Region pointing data
::::::

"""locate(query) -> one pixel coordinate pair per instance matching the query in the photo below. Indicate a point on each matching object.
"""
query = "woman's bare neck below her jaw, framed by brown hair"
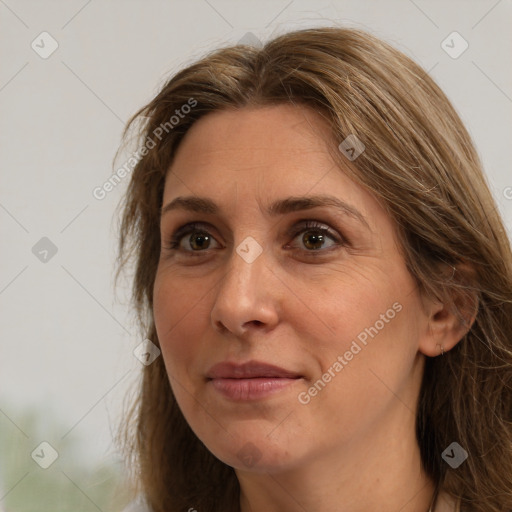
(380, 470)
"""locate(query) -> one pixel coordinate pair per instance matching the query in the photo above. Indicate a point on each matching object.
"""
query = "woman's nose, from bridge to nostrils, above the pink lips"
(247, 297)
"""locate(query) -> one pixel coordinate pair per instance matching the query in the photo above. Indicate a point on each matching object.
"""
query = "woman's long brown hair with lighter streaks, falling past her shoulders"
(421, 164)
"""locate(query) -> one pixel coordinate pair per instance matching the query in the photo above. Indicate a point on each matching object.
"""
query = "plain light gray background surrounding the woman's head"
(67, 340)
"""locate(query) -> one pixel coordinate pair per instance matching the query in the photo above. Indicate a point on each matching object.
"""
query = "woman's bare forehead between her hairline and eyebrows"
(254, 156)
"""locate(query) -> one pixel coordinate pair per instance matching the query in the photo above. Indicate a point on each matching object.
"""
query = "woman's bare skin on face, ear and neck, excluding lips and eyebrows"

::::::

Exercise directions:
A faithful copy of the lines from the line containing "bare forehead between" to the end of the data should be set down, both ends included, and nothing more.

Solution for this exercise:
query = "woman's bare forehead between her hairline and eyebrows"
(254, 156)
"""locate(query) -> one pixel coordinate pair per instance matching the query in the photo above. Indicate a point on each matching object.
"""
query = "woman's bare skin on face, ear and neck, excluding lips and eyebrows"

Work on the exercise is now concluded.